SHORT TASK:
Copy out the lines below, unchanged, from the line with "-- select a point on the stone base" up to and including the line with "[(74, 214), (57, 192)]".

* * * * * * *

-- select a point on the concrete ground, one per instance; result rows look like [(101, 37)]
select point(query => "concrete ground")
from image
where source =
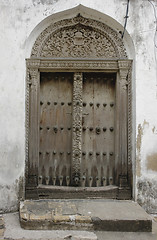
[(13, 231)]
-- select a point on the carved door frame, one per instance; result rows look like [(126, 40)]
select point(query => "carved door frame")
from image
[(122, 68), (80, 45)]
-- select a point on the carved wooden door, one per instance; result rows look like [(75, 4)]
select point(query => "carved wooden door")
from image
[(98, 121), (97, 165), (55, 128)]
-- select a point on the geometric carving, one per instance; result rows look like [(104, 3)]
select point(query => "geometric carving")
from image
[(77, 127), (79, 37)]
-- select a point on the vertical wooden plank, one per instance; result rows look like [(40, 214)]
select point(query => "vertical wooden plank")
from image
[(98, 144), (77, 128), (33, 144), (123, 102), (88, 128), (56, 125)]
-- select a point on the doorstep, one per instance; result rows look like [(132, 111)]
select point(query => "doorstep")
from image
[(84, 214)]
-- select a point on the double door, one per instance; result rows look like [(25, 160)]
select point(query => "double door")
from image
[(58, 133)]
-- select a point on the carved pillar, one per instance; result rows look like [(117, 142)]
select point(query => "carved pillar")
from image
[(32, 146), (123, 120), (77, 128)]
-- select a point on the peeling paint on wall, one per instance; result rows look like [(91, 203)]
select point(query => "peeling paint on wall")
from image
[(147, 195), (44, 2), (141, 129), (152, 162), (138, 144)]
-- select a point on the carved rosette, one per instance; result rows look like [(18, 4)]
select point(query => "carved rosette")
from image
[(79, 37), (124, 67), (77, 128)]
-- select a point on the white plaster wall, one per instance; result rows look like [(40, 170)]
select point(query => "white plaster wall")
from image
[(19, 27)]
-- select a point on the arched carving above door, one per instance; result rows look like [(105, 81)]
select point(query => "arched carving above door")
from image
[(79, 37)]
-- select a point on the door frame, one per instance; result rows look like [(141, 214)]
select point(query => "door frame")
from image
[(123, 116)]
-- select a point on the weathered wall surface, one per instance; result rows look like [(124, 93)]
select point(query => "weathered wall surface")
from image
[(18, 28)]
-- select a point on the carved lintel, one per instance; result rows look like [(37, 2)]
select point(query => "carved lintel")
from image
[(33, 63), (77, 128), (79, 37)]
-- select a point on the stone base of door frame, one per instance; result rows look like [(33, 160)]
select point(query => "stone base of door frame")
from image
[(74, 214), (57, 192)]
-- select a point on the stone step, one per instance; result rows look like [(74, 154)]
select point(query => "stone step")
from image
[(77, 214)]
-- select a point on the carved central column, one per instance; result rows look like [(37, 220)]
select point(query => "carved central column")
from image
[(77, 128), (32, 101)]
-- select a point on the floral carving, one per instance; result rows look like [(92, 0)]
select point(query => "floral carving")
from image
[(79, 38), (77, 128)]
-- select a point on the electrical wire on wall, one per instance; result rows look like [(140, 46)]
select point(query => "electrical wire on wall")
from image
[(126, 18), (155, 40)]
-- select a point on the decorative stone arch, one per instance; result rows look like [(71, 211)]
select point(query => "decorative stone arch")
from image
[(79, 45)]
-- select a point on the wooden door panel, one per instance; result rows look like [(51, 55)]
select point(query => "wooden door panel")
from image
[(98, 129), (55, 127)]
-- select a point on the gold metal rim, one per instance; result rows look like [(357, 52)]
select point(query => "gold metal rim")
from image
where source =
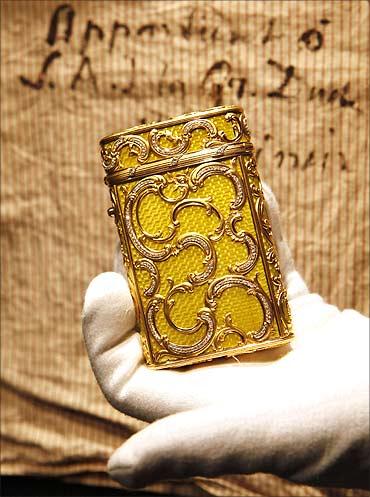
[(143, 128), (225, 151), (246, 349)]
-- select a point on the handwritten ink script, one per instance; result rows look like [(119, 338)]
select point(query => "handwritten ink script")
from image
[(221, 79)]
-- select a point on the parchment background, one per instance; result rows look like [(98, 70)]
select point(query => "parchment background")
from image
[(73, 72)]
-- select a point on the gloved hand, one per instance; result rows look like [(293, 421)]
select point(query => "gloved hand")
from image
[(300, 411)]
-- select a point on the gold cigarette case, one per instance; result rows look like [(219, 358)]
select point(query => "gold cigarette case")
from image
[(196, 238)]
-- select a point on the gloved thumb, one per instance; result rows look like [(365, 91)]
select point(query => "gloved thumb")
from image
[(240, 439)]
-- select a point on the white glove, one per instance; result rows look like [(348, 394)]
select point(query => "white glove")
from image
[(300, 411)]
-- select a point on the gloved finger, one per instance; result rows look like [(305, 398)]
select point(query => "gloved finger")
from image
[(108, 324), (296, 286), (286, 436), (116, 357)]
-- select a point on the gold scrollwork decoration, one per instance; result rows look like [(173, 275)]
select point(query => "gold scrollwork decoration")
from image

* * * * * * *

ANSWER TO THIS TASK:
-- select a point on the stone base of door frame, one per instance; result rows look like [(33, 160)]
select point(query => "stone base of door frame")
from image
[(74, 214), (57, 192)]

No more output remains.